== TESTO FORNITO ==

Ferrari Trento DOC

Nelle ambasciate italiane all’estero è il “padrone di casa” nelle occasioni ufficiali, nei festeggiamenti, nei ricevimenti e nelle cene di gala. Da tanto tempo.

Forse, anche prima che il Presidente Pertini, all’epoca, si chiedesse “ma perché serviamo champagne nelle cerimonie di Stato o pubbliche italiane?”.

Ma infatti.

Perché?

Abbiamo un più che valido rappresentante italiano che è il Ferrari di Trento.

Valorizziamolo ulteriormente!

È lo stile italiano delle bollicine, metodo classico, noto e apprezzato molto anche all’estero.

Nessuna imitazione, solo “diversità”, “carattere proprio” rispetto allo champagne.

Proprio questo tocco di “personalità” è infatti stato notato e posto al centro di un apprezzato articolo del New York Times del 7 dicembre 2020 ((https://www.nytimes.com/2020/12/07/dining/drinks/wine-school-sparkling-wines.html), che ha richiamato l’originalità della produzione italiana e ha decantato la possibilità di produrre “bollicine” tanto valevoli quanto lo champagne, purché non si tenti di imitarlo. Quello che caratterizza il Ferrari dopo tutto è proprio la sua identità trentina, fortemente legata alla montagna. Ed è la montagna che dà caratteristiche peculiari ai vitigni e alle uve utilizzate nella produzione del Ferrari.

===

[COMPITO A] Riporta fedelmente il brano del testo sul Ferrari Trento che comincia con "Valorizziamolo ulteriormente!" e prosegue fino a "rispetto allo champagne.".

== DATI IN INGRESSO ==

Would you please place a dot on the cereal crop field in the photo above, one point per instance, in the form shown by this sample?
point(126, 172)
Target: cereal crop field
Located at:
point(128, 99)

===

[COMPITO B] Ricopia tutte le righe dell'elenco, richieste comprese, e ridimensiona le coordinate dei punti nelle risposte moltiplicandole per 2,05. Arrotonda ogni risultato all'intero più vicino, con le metà per eccesso.

[RISULTATO ESERCIZIO A]
Valorizziamolo ulteriormente!

È lo stile italiano delle bollicine, metodo classico, noto e apprezzato molto anche all’estero.

Nessuna imitazione, solo “diversità”, “carattere proprio” rispetto allo champagne.

[RISULTATO ESERCIZIO B]
Would you please place a dot on the cereal crop field in the photo above, one point per instance, in the form shown by this sample?
point(126, 172)
Target: cereal crop field
Located at:
point(262, 203)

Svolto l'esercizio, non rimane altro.